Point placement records
START
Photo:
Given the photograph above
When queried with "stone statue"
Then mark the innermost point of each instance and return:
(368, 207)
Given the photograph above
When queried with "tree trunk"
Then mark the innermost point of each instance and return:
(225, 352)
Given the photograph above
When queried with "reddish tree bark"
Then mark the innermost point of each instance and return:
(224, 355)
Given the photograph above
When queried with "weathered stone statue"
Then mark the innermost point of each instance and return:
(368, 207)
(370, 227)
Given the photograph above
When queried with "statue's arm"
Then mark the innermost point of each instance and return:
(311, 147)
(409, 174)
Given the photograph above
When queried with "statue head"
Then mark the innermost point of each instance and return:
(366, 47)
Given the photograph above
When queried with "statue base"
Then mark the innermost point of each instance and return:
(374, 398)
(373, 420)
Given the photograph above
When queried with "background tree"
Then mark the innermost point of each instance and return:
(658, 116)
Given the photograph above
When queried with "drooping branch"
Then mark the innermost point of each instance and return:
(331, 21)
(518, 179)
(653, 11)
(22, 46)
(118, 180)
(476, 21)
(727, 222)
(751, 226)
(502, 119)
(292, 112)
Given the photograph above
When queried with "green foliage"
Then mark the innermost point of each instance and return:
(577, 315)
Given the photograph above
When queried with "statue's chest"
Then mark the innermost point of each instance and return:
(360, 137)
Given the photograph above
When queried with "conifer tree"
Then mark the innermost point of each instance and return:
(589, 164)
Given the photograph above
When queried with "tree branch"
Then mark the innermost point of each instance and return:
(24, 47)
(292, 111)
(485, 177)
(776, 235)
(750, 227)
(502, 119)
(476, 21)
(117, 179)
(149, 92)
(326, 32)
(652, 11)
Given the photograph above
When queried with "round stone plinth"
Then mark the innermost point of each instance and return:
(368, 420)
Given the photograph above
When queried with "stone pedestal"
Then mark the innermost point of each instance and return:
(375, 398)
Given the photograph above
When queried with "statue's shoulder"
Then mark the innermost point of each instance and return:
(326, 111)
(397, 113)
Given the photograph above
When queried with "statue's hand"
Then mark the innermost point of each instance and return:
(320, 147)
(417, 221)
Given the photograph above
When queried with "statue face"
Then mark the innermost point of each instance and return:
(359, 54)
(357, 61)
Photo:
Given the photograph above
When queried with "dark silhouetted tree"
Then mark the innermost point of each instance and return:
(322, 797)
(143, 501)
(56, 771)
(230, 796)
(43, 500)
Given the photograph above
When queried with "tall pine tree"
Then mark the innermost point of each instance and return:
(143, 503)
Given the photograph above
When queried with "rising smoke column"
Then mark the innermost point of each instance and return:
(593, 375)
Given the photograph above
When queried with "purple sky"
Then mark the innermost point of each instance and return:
END
§ **Exercise**:
Restate each entry exactly, skipping none.

§ **Task solution**:
Photo:
Given the photograph above
When queried with "stone statue"
Then mark the innermost point of each instance and return:
(368, 207)
Given the photograph above
When queried with "tree trunk"
Then mark the innermost point of each instance and return:
(225, 352)
Given the photograph above
When queried with "reddish tree bark"
Then mark the innermost point of each instance and return:
(224, 355)
Given the photograph above
When queried with "weathered stone statue"
Then mark the innermost point of each instance and return:
(368, 207)
(370, 227)
Given the photograph above
When queried with "statue's arm"
Then mark the innermost point of each instance and return:
(311, 147)
(409, 174)
Given the photograph above
When queried with "statue head"
Then mark the innermost point of each instance and return:
(366, 47)
Given the photograph above
When queried with "statue base"
Then mark the innermost point of each instance and return:
(374, 398)
(373, 420)
Given the photograph above
When queried with "background tree"
Then mark the innermost point of each instance and return:
(658, 116)
Given the photograph above
When queried with "drooping branch"
Then mark the innermost point of each instance and return:
(331, 21)
(518, 179)
(653, 11)
(22, 46)
(118, 180)
(476, 21)
(727, 222)
(751, 226)
(502, 119)
(292, 112)
Given the photograph above
When queried with "green foliage"
Then mark the innermost point of each instance and return:
(577, 315)
Given the photograph above
When queried with "statue's chest"
Then mark the innermost point of each instance and return:
(360, 137)
Given the photograph above
When queried with "conifer tree"
Then mark the innermost point of each instance and return:
(589, 164)
Given the photograph above
When queried with "tree branch"
Then mark the innermost point of each instance and return:
(24, 47)
(292, 111)
(485, 177)
(776, 235)
(750, 227)
(502, 119)
(476, 21)
(117, 179)
(149, 92)
(326, 32)
(652, 11)
Given the photograph above
When queried with "round stone plinth"
Then mark the innermost point of each instance and return:
(368, 420)
Given the photograph above
When queried with "stone pedestal"
Then mark the innermost point of each instance and return:
(375, 398)
Given the photograph above
When queried with "statue's shoulder"
Then mark the innermost point of each instance and return:
(326, 111)
(397, 113)
Given the photograph above
When queried with "statue's hand"
Then mark the innermost point of each instance and return:
(320, 147)
(417, 221)
Given the photograph above
When queried with "statue face"
Then mark the innermost point of each instance and return:
(359, 54)
(357, 61)
Photo:
Given the photograph above
When queried with "dark silhouetted tree"
Then mark the innermost point of each instance and return:
(322, 797)
(143, 501)
(56, 771)
(230, 796)
(43, 500)
Given the photograph above
When queried with "tall pine tree"
Then mark the innermost point of each instance and return:
(143, 503)
Given the photograph above
When queried with "rising smoke column"
Then mark the innermost point of each instance and return:
(593, 375)
Given the photograph above
When queried with "purple sky"
Then mark the innermost point of each instance and return:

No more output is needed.